··· Exercise data

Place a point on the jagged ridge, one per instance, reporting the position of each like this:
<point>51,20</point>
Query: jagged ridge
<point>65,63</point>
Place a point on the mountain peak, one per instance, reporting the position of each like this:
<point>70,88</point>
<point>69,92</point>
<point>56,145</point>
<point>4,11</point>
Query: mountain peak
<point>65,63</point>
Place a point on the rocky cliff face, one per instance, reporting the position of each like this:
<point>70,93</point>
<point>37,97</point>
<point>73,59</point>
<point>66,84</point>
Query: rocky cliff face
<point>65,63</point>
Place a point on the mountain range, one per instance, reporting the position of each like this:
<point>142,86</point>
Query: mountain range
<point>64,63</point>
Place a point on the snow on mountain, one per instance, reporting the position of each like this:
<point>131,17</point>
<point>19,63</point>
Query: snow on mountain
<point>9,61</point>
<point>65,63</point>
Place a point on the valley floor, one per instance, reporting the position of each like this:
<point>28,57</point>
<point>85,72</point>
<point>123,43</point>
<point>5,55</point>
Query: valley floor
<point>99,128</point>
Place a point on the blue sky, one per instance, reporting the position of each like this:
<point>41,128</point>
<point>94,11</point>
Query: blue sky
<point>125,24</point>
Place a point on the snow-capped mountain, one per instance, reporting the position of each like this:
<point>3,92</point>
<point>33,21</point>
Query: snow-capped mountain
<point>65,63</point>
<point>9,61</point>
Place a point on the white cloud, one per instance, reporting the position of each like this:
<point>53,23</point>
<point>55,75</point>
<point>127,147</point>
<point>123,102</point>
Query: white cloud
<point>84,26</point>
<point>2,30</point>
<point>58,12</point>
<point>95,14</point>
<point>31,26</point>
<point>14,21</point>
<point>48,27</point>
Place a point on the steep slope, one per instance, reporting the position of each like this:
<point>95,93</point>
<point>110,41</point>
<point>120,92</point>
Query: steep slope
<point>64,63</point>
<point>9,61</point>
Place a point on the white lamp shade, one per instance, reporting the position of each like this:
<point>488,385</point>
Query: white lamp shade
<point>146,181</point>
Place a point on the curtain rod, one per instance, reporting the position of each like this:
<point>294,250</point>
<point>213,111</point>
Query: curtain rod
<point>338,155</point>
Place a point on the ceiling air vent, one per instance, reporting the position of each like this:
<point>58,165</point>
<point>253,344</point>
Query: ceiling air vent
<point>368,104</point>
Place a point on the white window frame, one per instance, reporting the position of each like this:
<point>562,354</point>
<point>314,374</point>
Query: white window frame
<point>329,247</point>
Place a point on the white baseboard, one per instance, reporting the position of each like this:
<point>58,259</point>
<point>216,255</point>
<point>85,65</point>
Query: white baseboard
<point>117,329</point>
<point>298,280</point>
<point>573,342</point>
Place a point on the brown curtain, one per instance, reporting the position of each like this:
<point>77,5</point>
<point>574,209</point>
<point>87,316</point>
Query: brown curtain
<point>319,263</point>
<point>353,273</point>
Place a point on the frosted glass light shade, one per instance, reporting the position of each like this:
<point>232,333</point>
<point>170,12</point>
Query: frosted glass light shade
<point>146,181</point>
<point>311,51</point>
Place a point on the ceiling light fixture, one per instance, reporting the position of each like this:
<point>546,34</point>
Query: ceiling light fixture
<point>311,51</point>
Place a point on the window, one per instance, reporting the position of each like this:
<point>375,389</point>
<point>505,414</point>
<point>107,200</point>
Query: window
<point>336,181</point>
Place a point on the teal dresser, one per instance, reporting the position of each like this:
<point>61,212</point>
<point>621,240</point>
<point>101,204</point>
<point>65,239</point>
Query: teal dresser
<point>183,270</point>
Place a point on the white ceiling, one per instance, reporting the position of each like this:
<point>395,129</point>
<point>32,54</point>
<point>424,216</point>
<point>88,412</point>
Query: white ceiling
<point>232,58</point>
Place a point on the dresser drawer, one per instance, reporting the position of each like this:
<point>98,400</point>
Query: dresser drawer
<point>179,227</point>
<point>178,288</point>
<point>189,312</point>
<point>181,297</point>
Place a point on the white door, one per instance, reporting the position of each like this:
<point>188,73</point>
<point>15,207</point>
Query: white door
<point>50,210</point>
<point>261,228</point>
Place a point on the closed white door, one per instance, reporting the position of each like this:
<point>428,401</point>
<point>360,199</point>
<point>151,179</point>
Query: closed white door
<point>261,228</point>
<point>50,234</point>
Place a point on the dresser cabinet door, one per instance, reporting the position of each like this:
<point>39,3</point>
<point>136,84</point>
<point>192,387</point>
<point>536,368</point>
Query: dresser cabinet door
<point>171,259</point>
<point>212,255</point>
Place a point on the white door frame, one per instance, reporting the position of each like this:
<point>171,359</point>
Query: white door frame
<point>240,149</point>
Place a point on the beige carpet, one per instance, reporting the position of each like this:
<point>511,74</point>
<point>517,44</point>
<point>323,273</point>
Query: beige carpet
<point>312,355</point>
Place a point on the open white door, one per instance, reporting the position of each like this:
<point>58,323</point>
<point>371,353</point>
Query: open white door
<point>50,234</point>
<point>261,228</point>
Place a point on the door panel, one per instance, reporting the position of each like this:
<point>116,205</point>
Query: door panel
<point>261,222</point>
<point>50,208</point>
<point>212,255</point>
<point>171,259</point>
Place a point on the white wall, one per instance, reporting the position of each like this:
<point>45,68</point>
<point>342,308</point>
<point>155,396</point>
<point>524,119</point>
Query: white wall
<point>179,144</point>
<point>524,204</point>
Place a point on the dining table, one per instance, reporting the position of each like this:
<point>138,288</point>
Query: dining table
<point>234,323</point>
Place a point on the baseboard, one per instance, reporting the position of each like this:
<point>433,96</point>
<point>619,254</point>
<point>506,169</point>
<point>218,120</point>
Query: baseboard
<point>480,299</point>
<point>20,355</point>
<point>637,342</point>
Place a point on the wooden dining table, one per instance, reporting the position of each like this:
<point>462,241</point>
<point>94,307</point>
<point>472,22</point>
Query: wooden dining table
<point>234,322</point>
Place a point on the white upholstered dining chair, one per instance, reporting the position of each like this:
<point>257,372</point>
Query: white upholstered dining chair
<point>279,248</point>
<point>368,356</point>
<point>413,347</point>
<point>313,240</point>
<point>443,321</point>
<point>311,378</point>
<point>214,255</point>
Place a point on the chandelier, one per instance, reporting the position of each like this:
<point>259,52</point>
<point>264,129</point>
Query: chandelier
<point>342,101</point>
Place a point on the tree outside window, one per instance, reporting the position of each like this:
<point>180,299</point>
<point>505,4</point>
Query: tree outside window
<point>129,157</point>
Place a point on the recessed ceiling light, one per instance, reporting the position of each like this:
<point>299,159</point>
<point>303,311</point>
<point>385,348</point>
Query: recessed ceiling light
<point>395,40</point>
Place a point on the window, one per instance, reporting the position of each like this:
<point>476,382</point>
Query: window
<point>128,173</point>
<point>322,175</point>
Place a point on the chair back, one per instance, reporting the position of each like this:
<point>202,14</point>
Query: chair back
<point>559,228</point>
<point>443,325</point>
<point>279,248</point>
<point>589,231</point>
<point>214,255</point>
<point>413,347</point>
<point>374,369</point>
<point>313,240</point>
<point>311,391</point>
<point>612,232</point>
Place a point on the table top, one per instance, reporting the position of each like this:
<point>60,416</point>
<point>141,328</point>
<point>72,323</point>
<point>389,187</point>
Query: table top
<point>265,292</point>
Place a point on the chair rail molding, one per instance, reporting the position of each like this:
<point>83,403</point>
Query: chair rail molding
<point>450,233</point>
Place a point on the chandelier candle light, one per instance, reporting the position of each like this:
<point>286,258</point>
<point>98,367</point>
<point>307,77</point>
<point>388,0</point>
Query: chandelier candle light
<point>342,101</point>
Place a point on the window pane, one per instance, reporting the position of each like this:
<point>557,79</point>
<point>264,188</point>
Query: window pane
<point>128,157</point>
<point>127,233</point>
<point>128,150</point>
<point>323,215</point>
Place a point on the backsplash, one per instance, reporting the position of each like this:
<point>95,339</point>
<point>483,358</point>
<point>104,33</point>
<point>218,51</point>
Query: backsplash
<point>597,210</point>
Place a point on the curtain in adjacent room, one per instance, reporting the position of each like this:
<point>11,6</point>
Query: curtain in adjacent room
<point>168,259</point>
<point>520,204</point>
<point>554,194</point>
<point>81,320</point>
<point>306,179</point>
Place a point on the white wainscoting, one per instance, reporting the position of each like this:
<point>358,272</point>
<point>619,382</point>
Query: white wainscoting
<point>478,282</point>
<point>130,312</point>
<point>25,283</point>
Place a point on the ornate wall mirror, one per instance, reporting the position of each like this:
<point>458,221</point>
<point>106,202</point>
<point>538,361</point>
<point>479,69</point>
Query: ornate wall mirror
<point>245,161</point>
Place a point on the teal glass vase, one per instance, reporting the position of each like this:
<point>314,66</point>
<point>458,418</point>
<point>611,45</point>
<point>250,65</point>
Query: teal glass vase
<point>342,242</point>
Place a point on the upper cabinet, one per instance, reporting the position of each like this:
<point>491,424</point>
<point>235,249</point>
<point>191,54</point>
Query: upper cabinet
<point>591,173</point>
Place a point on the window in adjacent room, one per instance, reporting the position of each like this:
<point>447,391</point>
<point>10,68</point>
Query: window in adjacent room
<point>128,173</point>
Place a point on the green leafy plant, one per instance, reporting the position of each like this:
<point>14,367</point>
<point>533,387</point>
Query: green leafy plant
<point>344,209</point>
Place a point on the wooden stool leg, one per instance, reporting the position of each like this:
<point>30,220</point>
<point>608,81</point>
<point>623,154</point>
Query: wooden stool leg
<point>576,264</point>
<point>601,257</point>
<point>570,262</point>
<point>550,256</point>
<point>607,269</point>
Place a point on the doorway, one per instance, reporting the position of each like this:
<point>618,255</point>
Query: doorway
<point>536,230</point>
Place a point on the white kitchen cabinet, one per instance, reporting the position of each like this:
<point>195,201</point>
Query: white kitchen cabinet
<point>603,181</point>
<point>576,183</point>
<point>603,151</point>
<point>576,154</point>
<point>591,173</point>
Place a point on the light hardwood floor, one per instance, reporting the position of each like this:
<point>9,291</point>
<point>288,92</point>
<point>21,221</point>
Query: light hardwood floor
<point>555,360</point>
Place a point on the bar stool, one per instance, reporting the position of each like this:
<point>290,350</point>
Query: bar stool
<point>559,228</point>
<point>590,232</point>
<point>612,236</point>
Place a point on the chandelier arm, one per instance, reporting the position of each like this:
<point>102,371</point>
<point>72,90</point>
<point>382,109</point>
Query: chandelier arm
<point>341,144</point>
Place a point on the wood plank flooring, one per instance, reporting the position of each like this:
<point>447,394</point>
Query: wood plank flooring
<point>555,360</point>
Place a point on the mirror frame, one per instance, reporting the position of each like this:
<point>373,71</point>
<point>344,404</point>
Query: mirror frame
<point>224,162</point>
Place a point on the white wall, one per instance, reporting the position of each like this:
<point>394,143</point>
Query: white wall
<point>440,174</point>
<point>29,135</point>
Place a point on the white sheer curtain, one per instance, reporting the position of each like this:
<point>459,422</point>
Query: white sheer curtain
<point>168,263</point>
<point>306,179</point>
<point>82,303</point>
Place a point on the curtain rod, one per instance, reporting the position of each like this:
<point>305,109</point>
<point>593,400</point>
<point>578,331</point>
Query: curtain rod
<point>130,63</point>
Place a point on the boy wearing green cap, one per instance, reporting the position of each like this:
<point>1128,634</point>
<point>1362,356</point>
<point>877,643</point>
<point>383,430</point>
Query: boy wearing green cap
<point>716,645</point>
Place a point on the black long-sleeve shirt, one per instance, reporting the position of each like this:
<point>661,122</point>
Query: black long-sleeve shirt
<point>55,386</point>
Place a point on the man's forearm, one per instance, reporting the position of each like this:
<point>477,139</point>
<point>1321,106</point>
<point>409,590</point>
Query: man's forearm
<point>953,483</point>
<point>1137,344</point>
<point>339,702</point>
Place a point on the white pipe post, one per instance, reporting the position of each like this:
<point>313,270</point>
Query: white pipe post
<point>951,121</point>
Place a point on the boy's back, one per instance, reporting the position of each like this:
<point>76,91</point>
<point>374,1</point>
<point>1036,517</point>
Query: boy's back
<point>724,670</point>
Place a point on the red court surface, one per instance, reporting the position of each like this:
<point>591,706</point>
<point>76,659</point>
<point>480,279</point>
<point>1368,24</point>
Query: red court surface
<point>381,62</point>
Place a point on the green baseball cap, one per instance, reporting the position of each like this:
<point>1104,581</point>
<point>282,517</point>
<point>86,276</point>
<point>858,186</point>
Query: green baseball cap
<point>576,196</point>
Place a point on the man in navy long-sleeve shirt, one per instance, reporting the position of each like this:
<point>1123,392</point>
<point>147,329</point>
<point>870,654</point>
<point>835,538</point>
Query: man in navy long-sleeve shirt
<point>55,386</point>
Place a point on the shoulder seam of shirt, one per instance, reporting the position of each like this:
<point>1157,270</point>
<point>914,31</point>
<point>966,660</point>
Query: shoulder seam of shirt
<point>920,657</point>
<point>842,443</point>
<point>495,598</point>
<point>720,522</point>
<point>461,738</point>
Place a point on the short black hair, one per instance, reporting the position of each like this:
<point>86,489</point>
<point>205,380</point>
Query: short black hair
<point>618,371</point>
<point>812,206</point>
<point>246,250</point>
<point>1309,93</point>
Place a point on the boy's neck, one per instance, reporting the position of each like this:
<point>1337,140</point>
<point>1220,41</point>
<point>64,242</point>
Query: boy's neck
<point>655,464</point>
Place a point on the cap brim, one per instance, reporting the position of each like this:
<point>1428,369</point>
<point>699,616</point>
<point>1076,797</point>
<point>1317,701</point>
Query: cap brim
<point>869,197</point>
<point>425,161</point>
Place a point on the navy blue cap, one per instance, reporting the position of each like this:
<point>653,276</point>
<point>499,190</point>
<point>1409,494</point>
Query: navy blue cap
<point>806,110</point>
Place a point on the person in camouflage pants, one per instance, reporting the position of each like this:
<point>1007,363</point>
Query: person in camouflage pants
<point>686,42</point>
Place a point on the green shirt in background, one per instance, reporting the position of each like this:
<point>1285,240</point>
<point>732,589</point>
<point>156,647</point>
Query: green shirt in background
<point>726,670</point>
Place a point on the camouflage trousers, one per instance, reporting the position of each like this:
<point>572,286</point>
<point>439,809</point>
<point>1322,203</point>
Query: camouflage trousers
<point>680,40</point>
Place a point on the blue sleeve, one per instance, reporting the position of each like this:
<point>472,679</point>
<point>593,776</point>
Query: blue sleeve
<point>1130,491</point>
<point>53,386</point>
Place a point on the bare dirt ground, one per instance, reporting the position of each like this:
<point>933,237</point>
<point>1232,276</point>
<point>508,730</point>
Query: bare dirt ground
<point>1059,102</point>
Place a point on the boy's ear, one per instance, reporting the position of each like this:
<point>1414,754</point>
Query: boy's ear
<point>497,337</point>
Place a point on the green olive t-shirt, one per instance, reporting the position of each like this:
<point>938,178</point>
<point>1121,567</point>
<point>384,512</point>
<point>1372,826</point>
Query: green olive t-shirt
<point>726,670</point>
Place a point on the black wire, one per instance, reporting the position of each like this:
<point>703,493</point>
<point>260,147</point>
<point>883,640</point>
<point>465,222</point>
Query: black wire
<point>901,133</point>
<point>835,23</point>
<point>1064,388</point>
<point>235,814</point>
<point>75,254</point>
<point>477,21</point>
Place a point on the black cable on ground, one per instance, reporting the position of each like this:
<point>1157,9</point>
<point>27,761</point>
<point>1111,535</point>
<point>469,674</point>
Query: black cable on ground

······

| About this task |
Select, from the listing, all lines that include the word "cable".

| Task output |
Place a point on the black cable on ground, one per instance, reporting the position of each like this:
Query: black cable on ground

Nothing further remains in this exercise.